EXERCISE AIM: Below are some entries. Copy each line that holds the string "green".

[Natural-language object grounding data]
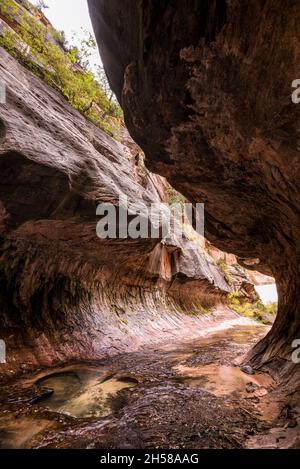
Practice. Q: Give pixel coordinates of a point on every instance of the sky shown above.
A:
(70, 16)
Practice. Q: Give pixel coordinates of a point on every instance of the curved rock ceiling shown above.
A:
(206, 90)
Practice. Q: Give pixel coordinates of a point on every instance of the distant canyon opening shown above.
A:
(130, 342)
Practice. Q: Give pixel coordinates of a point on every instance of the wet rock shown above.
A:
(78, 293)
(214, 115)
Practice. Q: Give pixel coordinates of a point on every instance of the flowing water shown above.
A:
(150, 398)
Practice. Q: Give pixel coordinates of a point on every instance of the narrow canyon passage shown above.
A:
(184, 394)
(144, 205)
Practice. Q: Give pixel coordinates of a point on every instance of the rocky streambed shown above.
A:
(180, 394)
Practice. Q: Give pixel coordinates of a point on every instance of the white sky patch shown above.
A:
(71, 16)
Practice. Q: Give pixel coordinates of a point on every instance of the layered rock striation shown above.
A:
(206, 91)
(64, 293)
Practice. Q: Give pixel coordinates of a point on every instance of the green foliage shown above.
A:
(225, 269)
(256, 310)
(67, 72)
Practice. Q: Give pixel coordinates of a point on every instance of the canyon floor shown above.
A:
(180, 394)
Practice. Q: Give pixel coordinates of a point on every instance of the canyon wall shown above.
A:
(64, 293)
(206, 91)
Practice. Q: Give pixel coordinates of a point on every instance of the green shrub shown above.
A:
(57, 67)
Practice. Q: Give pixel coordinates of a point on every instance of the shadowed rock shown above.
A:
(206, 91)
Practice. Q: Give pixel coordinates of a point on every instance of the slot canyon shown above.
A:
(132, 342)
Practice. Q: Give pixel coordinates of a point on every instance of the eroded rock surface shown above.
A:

YOUR RESPONSE:
Practice. Q: Give pixel coordinates of a point on every instance of the green foliage shown above.
Practice. Q: Give pixel coordinates of a point on every instance of the green shrub shown above.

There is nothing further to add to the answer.